WHAT IS NEEDED ▸ Say how many lines in the entries hold the word "floodwater", and reply with that number only.

SOURCE MATERIAL ▸
※

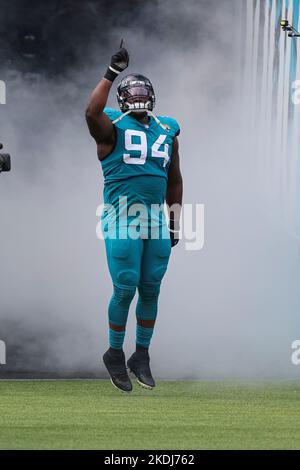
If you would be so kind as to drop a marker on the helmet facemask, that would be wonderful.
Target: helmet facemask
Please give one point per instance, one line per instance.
(135, 93)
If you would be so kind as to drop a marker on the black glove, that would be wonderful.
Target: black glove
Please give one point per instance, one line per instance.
(174, 232)
(119, 62)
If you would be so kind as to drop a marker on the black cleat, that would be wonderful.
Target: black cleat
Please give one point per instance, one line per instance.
(139, 364)
(114, 361)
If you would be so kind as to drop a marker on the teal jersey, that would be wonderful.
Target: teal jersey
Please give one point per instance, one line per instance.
(137, 168)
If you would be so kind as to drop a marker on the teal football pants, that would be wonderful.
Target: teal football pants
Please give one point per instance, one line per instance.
(135, 264)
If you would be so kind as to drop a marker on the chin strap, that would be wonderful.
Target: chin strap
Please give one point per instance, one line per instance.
(150, 113)
(121, 117)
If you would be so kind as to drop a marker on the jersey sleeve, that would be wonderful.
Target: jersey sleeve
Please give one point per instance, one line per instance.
(112, 114)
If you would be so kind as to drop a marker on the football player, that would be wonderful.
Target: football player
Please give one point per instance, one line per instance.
(139, 157)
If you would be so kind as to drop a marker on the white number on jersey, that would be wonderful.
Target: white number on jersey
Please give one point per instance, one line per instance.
(142, 148)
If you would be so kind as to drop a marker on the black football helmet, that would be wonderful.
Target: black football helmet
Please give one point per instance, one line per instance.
(135, 93)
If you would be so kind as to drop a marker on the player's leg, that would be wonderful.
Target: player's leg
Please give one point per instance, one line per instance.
(155, 260)
(124, 261)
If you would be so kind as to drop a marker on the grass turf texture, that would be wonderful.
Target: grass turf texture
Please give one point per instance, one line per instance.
(176, 415)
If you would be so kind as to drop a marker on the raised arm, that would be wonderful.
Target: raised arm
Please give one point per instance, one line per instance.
(174, 193)
(100, 126)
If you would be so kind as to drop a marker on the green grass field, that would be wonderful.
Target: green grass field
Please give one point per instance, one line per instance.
(176, 415)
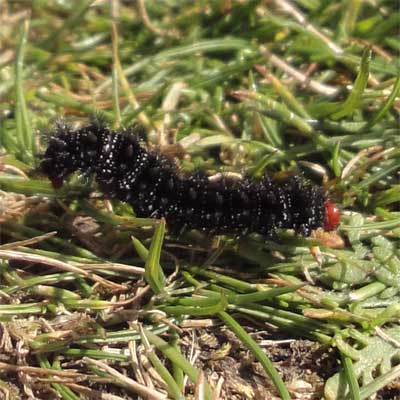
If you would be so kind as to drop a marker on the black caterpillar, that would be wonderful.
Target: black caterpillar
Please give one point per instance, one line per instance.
(153, 185)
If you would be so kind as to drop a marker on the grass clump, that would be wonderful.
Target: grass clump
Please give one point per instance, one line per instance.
(96, 302)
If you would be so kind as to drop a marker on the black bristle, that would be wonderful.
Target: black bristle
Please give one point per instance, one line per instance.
(155, 188)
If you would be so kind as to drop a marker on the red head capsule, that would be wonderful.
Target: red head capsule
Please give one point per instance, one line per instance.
(332, 216)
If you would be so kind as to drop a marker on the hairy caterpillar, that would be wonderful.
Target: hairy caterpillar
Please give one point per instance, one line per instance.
(155, 188)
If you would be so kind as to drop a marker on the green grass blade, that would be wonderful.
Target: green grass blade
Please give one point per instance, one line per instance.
(258, 353)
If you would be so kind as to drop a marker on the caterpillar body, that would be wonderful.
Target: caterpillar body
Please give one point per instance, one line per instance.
(155, 188)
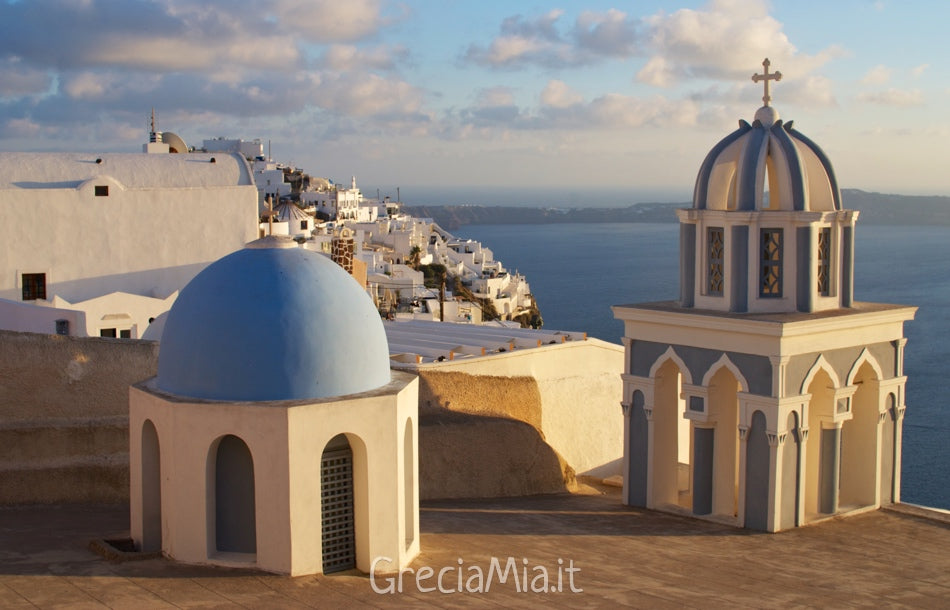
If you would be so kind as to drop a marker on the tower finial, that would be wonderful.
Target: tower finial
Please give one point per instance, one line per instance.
(776, 76)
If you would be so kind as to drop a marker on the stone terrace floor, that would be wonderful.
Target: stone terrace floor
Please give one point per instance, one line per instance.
(626, 557)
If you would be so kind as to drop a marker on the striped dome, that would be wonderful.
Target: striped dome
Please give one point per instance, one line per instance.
(767, 165)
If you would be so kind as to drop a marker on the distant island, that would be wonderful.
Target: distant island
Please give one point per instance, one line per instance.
(875, 208)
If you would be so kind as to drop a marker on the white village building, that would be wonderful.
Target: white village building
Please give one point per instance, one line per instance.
(98, 244)
(339, 203)
(766, 396)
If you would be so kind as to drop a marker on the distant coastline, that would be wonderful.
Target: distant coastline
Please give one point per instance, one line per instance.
(875, 208)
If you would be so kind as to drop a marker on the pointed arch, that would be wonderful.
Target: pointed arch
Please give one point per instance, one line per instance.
(865, 357)
(724, 361)
(670, 354)
(821, 364)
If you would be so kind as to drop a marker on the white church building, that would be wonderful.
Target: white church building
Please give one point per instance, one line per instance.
(766, 396)
(275, 435)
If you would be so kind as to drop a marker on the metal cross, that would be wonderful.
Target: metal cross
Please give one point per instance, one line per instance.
(776, 76)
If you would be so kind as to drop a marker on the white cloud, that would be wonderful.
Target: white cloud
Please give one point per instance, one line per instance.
(328, 20)
(608, 34)
(344, 57)
(894, 97)
(715, 42)
(878, 75)
(558, 94)
(918, 71)
(17, 80)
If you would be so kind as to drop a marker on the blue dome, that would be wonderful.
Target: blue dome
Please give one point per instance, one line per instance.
(272, 322)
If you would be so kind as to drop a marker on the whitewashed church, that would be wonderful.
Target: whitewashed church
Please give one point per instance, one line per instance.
(766, 397)
(275, 435)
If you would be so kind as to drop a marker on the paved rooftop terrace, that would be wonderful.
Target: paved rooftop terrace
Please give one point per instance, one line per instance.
(622, 556)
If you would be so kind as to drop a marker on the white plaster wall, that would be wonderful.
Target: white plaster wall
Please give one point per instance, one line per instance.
(286, 441)
(119, 310)
(580, 389)
(148, 241)
(30, 318)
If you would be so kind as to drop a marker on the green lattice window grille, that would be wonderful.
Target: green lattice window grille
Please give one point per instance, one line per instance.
(770, 284)
(824, 261)
(34, 286)
(715, 254)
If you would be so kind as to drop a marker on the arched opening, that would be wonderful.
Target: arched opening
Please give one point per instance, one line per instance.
(859, 443)
(757, 474)
(791, 476)
(336, 506)
(672, 440)
(151, 489)
(821, 454)
(409, 478)
(724, 410)
(888, 442)
(232, 505)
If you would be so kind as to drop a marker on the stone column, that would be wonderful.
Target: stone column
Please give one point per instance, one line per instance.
(743, 456)
(829, 469)
(703, 439)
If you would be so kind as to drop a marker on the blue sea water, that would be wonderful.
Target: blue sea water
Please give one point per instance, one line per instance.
(577, 271)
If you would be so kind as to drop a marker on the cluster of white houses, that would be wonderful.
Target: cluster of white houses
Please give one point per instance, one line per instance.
(125, 232)
(765, 397)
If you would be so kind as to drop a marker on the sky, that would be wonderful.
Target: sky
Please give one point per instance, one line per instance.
(582, 103)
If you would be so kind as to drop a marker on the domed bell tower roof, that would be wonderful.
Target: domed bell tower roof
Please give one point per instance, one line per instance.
(766, 232)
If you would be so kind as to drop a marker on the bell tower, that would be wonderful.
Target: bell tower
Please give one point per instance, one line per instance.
(766, 396)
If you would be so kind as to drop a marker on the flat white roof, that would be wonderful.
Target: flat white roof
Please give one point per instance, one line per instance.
(132, 170)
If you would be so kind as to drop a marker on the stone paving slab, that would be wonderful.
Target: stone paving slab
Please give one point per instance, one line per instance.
(624, 557)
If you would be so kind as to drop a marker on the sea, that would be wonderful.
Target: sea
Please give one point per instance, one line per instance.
(578, 271)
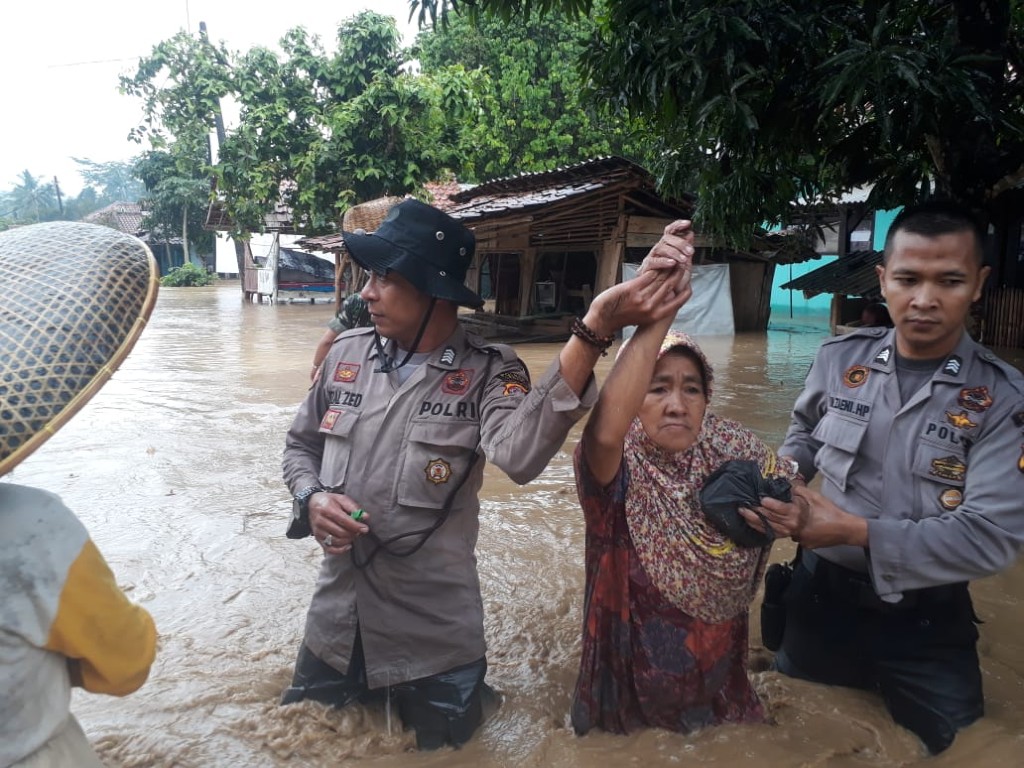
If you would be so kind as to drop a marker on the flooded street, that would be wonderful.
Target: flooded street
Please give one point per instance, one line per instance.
(175, 469)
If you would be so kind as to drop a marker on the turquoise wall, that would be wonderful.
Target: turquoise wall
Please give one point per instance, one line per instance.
(785, 302)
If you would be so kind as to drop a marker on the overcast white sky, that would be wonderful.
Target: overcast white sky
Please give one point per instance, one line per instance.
(60, 60)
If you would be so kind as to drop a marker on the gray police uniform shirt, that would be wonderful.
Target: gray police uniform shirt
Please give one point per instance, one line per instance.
(940, 478)
(400, 451)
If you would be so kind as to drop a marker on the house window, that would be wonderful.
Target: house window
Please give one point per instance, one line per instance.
(861, 236)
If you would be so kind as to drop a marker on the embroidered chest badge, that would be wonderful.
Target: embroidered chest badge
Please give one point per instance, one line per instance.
(950, 499)
(438, 471)
(975, 398)
(948, 468)
(961, 420)
(457, 382)
(514, 387)
(329, 419)
(345, 373)
(855, 376)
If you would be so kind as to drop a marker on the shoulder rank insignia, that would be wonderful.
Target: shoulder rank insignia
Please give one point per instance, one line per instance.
(961, 420)
(345, 373)
(975, 398)
(438, 471)
(855, 376)
(948, 468)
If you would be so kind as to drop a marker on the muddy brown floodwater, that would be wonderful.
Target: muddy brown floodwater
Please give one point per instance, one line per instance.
(175, 469)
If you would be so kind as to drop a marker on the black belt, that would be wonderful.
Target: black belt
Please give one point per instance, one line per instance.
(856, 588)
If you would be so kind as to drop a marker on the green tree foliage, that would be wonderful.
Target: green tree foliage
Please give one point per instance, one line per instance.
(532, 107)
(762, 102)
(316, 131)
(326, 131)
(176, 199)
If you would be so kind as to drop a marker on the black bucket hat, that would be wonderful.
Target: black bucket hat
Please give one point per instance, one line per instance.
(425, 246)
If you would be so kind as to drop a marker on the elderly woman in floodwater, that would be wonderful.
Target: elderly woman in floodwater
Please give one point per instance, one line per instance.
(667, 598)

※

FINISHED TASK ▸ 4